• **Page extract**
6.2 Unvested and Vested Shares. Shares that are vested pursuant to the schedule set forth herein are “Vested Shares.” Shares that are not vested pursuant to the schedule set forth herein are “Unvested Shares.” Unvested Shares may not be sold or otherwise transferred by Holder without the Company’s prior written consent. As of the Issue Date, all of the Shares shall initially be Unvested Shares; thereafter, for so long (and only for so long) as Holder continues to provide services to the Company, 3,619 Unvested Shares (as adjusted to reflect any stock dividend, stock split, reverse stock split or recapitalization of the common stock of the Company occurring after the Issue Date) will become Vested Shares upon the expiration of each full month elapsed after July 31, 2009. No Shares will become Vested Shares after the Termination Date. If the application of the vesting percentage results in a fractional share, such share shall be rounded down to the nearest whole share for each month except for the last month in such vesting period, at the end of which last month the balance of Unvested Shares shall become fully Vested Shares.

• **Set exercise**
How would you render this sentence from the share vesting clause in Spanish: "Unvested Shares may not be sold or otherwise transferred by Holder without the Company’s prior written consent."

• **Information supplied**

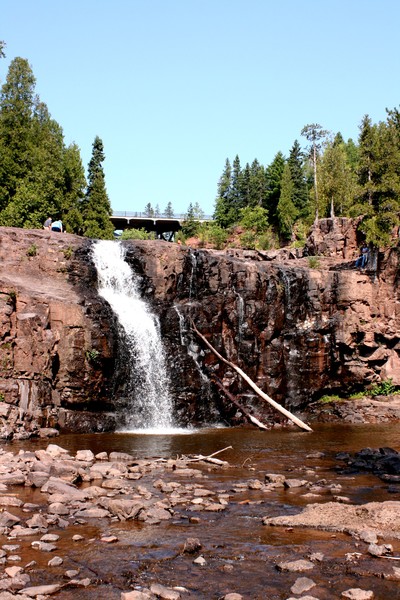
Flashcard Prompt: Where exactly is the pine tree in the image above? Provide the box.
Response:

• **Exercise solution**
Las Acciones No Consolidadas no podrán ser vendidas ni transferidas de otro modo por el Titular sin el consentimiento previo por escrito de la Compañía.